Work to complete> Recast the rows below as a Markdown table with the columns "No." and "Line," numbering each non-blank line in order and omitting any blank lines.

***** Stored records

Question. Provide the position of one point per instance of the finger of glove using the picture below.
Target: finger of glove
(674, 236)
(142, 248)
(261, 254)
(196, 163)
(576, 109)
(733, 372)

**********

Response>
| No. | Line |
|---|---|
| 1 | Question. Provide the position of one point per instance of the finger of glove using the picture below. |
| 2 | Target: finger of glove |
| 3 | (674, 236) |
| 4 | (142, 248) |
| 5 | (261, 254) |
| 6 | (196, 163) |
| 7 | (576, 109) |
| 8 | (733, 372) |